Task:
Where does the word "cake" show up in the records? Copy every line that has it.

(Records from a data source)
____________
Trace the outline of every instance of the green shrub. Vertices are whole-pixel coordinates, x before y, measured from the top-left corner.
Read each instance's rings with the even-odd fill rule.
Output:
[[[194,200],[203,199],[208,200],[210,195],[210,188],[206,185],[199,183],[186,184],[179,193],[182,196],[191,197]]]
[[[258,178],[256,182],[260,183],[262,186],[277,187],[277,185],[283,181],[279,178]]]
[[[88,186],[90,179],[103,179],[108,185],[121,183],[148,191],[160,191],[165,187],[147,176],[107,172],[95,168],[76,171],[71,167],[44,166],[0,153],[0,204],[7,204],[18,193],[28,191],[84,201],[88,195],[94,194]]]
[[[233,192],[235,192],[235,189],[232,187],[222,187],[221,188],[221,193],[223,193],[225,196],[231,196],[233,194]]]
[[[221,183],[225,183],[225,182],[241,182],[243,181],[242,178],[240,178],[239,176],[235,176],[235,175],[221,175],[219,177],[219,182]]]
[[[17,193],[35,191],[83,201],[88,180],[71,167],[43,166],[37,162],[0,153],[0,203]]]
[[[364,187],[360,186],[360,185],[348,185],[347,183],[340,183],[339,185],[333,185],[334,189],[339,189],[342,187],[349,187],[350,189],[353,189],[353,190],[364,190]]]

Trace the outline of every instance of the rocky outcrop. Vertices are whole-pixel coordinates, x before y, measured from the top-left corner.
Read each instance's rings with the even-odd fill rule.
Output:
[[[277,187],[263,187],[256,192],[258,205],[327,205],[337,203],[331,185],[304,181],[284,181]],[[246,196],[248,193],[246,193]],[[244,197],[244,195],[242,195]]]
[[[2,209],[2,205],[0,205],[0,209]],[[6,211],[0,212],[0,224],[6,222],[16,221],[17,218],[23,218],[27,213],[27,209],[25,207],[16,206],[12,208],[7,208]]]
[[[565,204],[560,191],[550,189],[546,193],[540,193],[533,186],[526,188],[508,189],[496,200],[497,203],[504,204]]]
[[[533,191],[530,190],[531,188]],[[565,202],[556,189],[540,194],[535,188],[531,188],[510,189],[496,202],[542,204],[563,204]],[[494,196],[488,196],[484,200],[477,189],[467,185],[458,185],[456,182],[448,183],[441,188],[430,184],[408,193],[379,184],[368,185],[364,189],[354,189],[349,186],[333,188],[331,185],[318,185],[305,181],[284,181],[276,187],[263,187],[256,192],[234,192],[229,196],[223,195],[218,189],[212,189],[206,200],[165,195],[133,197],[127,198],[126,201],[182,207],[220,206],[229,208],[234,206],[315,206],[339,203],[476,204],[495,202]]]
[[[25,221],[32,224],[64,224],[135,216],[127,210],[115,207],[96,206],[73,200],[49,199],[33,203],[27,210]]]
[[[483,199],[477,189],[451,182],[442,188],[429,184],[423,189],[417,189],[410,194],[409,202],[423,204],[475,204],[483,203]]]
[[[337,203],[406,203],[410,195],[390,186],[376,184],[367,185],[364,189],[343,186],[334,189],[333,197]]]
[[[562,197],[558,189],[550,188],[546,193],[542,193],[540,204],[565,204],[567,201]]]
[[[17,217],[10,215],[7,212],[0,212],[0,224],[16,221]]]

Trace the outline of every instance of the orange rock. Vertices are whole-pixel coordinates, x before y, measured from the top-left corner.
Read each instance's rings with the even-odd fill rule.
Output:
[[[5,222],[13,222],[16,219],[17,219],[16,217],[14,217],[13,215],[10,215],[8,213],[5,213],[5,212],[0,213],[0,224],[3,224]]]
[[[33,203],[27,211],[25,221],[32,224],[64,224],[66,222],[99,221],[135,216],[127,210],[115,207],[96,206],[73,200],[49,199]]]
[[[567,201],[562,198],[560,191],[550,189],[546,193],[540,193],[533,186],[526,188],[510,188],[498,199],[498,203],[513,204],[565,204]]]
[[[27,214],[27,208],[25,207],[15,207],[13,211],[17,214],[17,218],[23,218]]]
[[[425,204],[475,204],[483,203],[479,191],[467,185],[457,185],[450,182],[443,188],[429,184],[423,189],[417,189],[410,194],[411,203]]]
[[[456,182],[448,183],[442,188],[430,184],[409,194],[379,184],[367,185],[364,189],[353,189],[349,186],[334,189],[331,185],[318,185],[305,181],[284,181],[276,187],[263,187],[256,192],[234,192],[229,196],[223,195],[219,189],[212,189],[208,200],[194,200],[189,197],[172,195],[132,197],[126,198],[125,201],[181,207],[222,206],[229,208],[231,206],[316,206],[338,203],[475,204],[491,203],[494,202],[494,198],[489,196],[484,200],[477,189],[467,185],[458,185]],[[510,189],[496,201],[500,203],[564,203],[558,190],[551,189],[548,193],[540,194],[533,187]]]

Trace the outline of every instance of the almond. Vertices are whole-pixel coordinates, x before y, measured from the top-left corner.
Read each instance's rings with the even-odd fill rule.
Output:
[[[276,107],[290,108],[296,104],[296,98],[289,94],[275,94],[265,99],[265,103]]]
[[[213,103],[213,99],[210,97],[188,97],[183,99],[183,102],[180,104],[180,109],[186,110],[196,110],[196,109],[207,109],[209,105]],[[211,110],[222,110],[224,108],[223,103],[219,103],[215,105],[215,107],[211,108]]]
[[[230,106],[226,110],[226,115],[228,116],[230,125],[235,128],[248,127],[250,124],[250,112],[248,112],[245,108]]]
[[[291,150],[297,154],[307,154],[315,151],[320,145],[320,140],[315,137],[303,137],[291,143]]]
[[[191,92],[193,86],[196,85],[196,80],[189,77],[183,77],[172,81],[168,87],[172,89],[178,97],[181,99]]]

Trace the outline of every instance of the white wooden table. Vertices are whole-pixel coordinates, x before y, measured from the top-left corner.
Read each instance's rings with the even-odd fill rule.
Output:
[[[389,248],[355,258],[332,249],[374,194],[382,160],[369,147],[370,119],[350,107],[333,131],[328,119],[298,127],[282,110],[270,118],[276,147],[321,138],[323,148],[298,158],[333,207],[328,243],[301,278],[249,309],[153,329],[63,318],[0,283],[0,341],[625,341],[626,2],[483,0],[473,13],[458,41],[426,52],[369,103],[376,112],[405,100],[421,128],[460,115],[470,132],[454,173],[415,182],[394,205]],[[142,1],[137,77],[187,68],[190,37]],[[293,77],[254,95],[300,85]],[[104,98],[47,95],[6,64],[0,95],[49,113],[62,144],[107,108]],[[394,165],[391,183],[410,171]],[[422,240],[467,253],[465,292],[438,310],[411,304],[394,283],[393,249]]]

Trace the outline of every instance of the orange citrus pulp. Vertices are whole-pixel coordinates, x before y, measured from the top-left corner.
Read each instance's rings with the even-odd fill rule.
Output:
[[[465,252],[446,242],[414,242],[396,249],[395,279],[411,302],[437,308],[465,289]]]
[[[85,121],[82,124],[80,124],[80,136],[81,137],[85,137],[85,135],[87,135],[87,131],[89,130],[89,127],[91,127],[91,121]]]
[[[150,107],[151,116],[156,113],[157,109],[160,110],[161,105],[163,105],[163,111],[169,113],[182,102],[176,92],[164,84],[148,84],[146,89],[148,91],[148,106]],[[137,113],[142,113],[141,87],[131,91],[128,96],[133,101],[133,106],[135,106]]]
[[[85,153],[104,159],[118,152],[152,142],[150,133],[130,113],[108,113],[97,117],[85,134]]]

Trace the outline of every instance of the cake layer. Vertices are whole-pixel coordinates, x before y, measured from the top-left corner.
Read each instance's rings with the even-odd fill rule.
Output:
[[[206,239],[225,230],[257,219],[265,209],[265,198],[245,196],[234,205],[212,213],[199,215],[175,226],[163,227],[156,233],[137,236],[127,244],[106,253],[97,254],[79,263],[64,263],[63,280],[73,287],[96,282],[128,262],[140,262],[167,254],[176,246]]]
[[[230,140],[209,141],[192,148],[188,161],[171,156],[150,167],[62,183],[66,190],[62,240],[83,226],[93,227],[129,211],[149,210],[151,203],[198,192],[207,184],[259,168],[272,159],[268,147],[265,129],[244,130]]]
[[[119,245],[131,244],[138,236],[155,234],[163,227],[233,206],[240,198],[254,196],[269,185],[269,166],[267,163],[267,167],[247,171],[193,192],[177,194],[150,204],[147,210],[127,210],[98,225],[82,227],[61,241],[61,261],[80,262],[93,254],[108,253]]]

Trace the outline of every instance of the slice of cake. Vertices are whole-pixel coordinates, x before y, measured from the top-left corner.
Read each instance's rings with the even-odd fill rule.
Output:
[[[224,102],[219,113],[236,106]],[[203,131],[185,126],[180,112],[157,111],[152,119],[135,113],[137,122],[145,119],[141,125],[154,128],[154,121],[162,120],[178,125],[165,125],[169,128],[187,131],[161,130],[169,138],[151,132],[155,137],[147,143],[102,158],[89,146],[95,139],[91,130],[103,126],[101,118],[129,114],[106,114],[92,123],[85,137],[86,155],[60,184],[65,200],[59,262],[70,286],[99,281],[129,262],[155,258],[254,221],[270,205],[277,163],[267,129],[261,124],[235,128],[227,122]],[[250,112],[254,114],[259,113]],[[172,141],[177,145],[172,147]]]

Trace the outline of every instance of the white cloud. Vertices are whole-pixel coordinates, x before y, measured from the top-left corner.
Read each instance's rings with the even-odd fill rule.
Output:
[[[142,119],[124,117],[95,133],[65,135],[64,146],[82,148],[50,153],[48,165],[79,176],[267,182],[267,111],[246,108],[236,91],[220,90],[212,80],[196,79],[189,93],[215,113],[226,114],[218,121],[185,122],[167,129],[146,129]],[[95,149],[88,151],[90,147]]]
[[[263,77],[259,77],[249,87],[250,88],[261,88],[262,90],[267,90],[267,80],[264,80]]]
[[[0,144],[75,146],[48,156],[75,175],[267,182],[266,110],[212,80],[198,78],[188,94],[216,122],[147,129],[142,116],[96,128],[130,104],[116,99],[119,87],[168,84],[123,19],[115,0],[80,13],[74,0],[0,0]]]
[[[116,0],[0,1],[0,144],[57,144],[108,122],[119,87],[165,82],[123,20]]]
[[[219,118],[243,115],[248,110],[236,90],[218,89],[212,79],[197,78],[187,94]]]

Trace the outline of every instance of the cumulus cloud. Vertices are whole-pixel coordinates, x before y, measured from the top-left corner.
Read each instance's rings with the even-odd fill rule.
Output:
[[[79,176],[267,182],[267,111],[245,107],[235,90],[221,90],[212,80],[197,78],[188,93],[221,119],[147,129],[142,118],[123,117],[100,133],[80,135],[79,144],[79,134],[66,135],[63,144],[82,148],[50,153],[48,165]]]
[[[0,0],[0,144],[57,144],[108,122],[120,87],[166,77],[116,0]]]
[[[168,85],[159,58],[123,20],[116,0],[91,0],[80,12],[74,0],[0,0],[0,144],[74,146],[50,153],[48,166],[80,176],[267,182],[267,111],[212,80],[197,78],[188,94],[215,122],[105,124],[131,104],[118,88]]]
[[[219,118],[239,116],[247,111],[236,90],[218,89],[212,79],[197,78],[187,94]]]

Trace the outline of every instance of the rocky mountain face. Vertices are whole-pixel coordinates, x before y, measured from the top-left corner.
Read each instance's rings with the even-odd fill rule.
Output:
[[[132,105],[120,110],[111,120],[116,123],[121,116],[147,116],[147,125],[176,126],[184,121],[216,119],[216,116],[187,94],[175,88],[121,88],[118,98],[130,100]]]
____________
Written answer:
Trace the outline of every instance of the cake layer. Vertices are whole-pixel coordinates, x before y, measured from the top-left corner.
Trace the outline of every instance of the slice of cake. Vertices are whole-pixel coordinates, x before y, measured from the top-left corner.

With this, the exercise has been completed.